Task prompt »
Drop the images; return everything else in the listing below exactly.

[Position identification records]
-*-*-

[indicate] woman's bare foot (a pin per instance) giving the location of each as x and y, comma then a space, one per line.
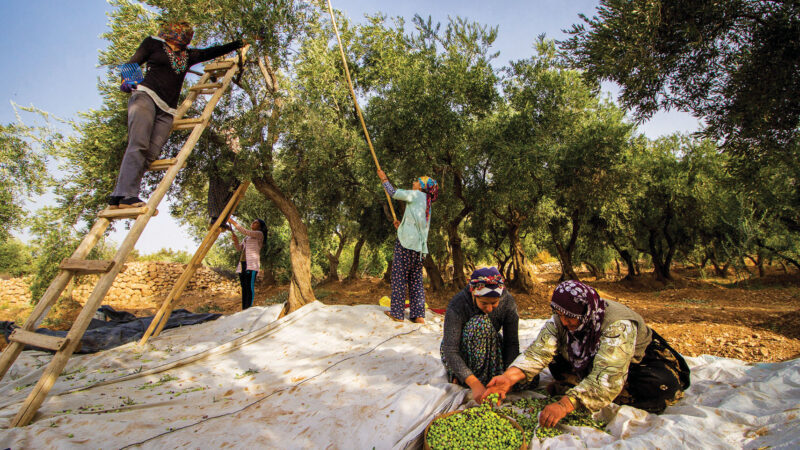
389, 315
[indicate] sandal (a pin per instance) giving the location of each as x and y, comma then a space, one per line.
389, 315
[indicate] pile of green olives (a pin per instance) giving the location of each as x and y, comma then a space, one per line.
475, 428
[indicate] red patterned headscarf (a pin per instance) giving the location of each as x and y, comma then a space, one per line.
179, 33
577, 300
429, 186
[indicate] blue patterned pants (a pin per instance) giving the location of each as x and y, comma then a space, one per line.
407, 277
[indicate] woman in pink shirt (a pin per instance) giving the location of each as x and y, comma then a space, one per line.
249, 261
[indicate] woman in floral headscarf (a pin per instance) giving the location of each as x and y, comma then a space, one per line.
473, 348
153, 102
411, 246
599, 351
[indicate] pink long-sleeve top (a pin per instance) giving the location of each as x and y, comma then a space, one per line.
253, 240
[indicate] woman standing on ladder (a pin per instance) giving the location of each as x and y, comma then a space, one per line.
250, 259
153, 102
411, 246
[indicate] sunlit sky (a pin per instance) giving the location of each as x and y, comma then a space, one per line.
49, 59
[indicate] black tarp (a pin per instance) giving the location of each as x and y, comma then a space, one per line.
118, 328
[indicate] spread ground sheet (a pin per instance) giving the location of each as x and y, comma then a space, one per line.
347, 377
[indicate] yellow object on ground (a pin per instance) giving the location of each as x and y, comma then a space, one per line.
386, 302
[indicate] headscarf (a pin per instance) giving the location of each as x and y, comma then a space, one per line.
178, 33
577, 300
486, 282
262, 227
429, 186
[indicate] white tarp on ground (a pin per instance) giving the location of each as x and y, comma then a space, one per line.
346, 377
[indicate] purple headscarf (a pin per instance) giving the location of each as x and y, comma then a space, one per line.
486, 282
577, 300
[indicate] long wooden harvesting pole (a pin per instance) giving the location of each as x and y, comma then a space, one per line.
355, 101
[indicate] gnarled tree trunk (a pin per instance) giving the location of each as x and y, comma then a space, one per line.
454, 239
434, 275
333, 259
597, 273
300, 290
523, 275
565, 251
356, 259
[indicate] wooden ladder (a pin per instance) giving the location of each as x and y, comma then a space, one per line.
77, 264
162, 316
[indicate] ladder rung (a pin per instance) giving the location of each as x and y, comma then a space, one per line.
124, 213
85, 266
161, 164
206, 86
185, 124
218, 66
38, 340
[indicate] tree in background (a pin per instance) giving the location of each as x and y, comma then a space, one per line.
424, 117
23, 171
707, 58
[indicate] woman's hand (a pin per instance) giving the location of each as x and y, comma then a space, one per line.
477, 388
554, 412
500, 385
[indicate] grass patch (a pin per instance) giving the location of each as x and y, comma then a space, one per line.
322, 293
282, 297
152, 385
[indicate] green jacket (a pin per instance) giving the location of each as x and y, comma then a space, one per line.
413, 230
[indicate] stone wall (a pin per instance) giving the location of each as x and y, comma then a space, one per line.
13, 289
139, 281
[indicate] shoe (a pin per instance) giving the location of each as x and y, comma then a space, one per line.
113, 201
131, 202
389, 315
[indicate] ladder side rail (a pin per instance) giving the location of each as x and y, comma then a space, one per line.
190, 98
161, 318
13, 349
60, 359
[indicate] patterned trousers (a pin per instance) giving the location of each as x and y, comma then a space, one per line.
407, 277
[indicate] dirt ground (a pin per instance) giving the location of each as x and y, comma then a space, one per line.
755, 320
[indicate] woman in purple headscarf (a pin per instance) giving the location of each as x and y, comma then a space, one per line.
153, 102
598, 351
473, 348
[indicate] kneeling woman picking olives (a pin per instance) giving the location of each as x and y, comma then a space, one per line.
598, 351
473, 350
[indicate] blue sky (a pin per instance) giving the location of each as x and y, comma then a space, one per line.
50, 50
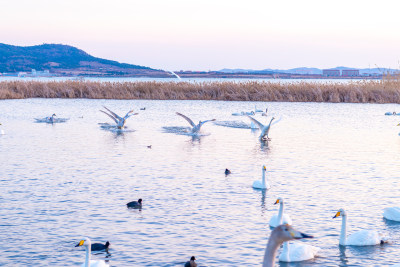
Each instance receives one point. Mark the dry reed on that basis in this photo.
(367, 91)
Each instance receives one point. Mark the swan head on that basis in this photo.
(340, 212)
(84, 242)
(278, 201)
(285, 232)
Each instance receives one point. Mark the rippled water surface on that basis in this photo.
(62, 182)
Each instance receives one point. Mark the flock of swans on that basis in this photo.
(282, 231)
(297, 251)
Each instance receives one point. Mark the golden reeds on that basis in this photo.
(367, 91)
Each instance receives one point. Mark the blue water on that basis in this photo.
(172, 79)
(62, 182)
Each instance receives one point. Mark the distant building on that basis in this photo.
(350, 73)
(331, 73)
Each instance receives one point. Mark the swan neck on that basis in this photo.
(87, 259)
(270, 251)
(263, 178)
(285, 252)
(280, 214)
(343, 232)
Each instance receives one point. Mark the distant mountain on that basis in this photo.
(64, 59)
(304, 70)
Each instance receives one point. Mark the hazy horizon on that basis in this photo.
(208, 35)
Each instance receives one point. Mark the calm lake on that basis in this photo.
(62, 182)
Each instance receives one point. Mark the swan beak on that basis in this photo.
(298, 235)
(80, 243)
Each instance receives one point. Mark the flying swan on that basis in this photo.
(359, 238)
(120, 122)
(262, 184)
(195, 128)
(279, 218)
(264, 128)
(52, 119)
(280, 234)
(89, 263)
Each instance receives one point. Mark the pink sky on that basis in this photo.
(211, 35)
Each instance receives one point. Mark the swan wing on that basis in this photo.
(112, 113)
(112, 117)
(186, 118)
(274, 222)
(392, 213)
(259, 124)
(299, 251)
(206, 121)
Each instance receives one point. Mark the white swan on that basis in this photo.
(359, 238)
(195, 128)
(118, 120)
(238, 113)
(52, 119)
(392, 213)
(262, 184)
(279, 218)
(264, 128)
(87, 244)
(297, 251)
(280, 234)
(257, 110)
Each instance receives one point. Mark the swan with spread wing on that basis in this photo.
(195, 128)
(120, 121)
(264, 128)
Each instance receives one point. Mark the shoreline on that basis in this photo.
(364, 91)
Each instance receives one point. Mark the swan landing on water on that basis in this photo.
(262, 184)
(279, 218)
(359, 238)
(280, 234)
(120, 122)
(89, 263)
(195, 128)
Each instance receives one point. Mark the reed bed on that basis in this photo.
(367, 91)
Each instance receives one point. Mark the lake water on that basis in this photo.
(62, 182)
(173, 79)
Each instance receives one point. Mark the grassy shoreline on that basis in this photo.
(368, 91)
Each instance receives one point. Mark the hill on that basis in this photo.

-*-*-

The answer »
[indicate] woman's bare foot (a pin per instance) giving the location of each as x and y, comma then a space, one per line.
389, 315
[indicate] sandal (a pin per instance) giving the location of each as x and y, comma then a space, one per line.
389, 315
[indicate] pile of green olives (a pin per instance) giving the location of each as x and y, comma then a space, one per line.
475, 428
[indicate] red patterned headscarf (a pin per instance) giving the location of each as x and y, comma then a space, one per line.
179, 33
577, 300
429, 186
[indicate] blue patterned pants (a pin per instance) giving the location of each as x and y, comma then a space, one per line.
407, 277
[indicate] woman in pink shirt (a pin per instance) giving the location of each as x and y, comma then a space, one per line.
249, 261
[indicate] woman in floral headscarf (a pin per instance) giving the location of each as x and y, comma then a space, one per line.
473, 348
153, 102
411, 246
599, 351
[indicate] pink long-sleeve top (a pin per instance) giving the location of each as x and y, comma then a space, one per line.
253, 240
[indicate] woman standing on ladder (a pin per instance) giving the location of each as x and y, comma then a space, one per line.
250, 259
153, 102
411, 246
[indicate] sunlit sky (a pin per instance) giving the location of each as x and y, comma then a space, one per line.
49, 59
[indicate] black tarp (a pin per instance) giving the location of each as x and y, comma then a space, one per line.
118, 328
[indicate] spread ground sheet (a pin per instance) giving the location of each as x and y, comma then a space, one per line.
347, 377
[indicate] yellow object on ground (a pin per instance) giving the location of each as x and y, comma then a space, one per line.
386, 302
[indicate] headscarf (a pin per instance) giving the location of each as x and y, comma then a space, one per line.
178, 33
577, 300
486, 282
262, 227
429, 186
[indicate] white tarp on ground (a pin per instance) giving the location of each as x and y, comma then a space, one per line.
346, 377
[indicate] purple headscarf (a pin per instance) giving the location of each as x and y, comma then a space, one per line.
486, 282
577, 300
[indicate] long wooden harvesting pole (a pin per instance) giving the location of each as x and y, comma then a space, one per line.
355, 101
[indicate] gnarled tree trunk (a pin per instance) giving the location of each as x and y, comma then a space, one per line.
454, 239
434, 275
333, 259
597, 273
300, 290
523, 275
565, 251
356, 259
[indicate] wooden ladder (a pin per instance) giving the location of each as x and y, comma then a space, one per line.
77, 264
162, 316
[indicate] ladder rung (a pin per instance) giving the location of each as x and y, comma then a space, one per line.
124, 213
85, 266
161, 164
206, 86
185, 124
218, 66
38, 340
[indicate] tree in background (a pin per instance) giving the location of each as x and y, comma then a space, one per line.
424, 117
23, 171
707, 58
[indicate] woman's hand (a pin per instance) giving the location of each as x and y, comma then a space, one per line.
477, 388
554, 412
500, 385
[indicate] grass patch (a pin per instance) giving the location of each as x and y, comma then a space, one per line.
322, 293
282, 297
152, 385
[indicate] green jacket (a pin per instance) giving the location of each as x and y, comma then a space, one per line.
413, 230
[indicate] stone wall (a pin per instance) giving the location of each as x and y, comma then a space, one per line.
13, 289
139, 281
[indicate] shoe (a pin per instance) giving the location of each as x and y, comma then a space, one per line.
113, 201
131, 202
389, 315
[indicate] ladder side rail (a pin per instance) giving the location of each as x and y, comma then a space, one per line.
190, 98
161, 318
13, 349
60, 359
[indicate] patterned trousers (a pin per instance) giving the location of each as x and y, comma then a space, one per line.
407, 277
[indicate] dirt ground (a pin per instance) giving the location of each as x and y, comma then a space, one per line.
755, 320
[indicate] woman in purple headscarf (a pin per instance) giving the location of each as x and y, comma then a space, one per line.
153, 102
598, 351
473, 348
[indicate] kneeling woman picking olives (a pin per instance) giving the location of each as x and y, comma then a space, one per line.
598, 351
473, 350
[indicate] blue sky (a pin per instance) giving the location of each as x and y, comma then a space, one per line.
50, 50
Each instance receives one point. Mark the dry reed on that basis in this photo.
(367, 91)
Each instance receives one point. Mark the swan head on that basis in this photo.
(340, 212)
(84, 242)
(278, 201)
(285, 232)
Each instance receives one point. Mark the rippled water surface on that basis in this photo.
(62, 182)
Each instance receives one point. Mark the flock of swans on that basis in this photo.
(282, 231)
(297, 251)
Each instance receives one point. Mark the golden reeds on that basis in this photo.
(367, 91)
Each instance receives one point. Mark the blue water on that basis in this photo.
(172, 79)
(62, 182)
Each instance receives one point. Mark the distant building on that basis in this photo.
(350, 73)
(331, 73)
Each instance receives one point. Mark the swan neck on that basis in this photo.
(87, 259)
(270, 251)
(263, 178)
(285, 252)
(280, 214)
(343, 232)
Each instance receives one point. Mark the distant mountain on that basis in this photo.
(64, 59)
(304, 70)
Each instance receives one point. Mark the hazy horizon on that basis in this photo.
(208, 35)
Each instance receives one point. Mark the calm lake on that basis in this photo.
(62, 182)
Each instance receives one point. Mark the swan beak on that basis in this photo.
(298, 235)
(80, 243)
Each instance receives one point. Mark the flying swan on that basis in this photo.
(359, 238)
(120, 122)
(262, 184)
(195, 128)
(279, 218)
(264, 128)
(52, 119)
(280, 234)
(89, 263)
Each instance receives one point. Mark the pink sky on that basis in this photo.
(211, 35)
Each instance receives one point. Mark the swan wing on that basis in this photo.
(112, 113)
(112, 117)
(186, 118)
(274, 222)
(392, 213)
(259, 124)
(299, 251)
(206, 121)
Each instance receives one point. Mark the white swan on that basis in this photo.
(359, 238)
(195, 128)
(118, 120)
(238, 113)
(52, 119)
(392, 213)
(262, 184)
(279, 218)
(264, 128)
(87, 244)
(297, 251)
(280, 234)
(257, 110)
Each instance receives one point. Mark the swan with spread wing on that basis in this photo.
(195, 128)
(120, 121)
(264, 128)
Each instance receives one point. Mark the shoreline on that basis in this photo.
(364, 91)
Each instance receives one point. Mark the swan landing on water on that basis in this photo.
(262, 184)
(279, 218)
(359, 238)
(280, 234)
(120, 122)
(89, 263)
(195, 128)
Each instance receives one point. Mark the reed bed on that basis in this photo.
(367, 91)
Each instance receives one point. Mark the lake water on that basis in this photo.
(62, 182)
(173, 79)
Each instance receives one point. Mark the grassy shoreline on that basis in this photo.
(368, 91)
Each instance receives one point. Mark the hill on that basis in this photo.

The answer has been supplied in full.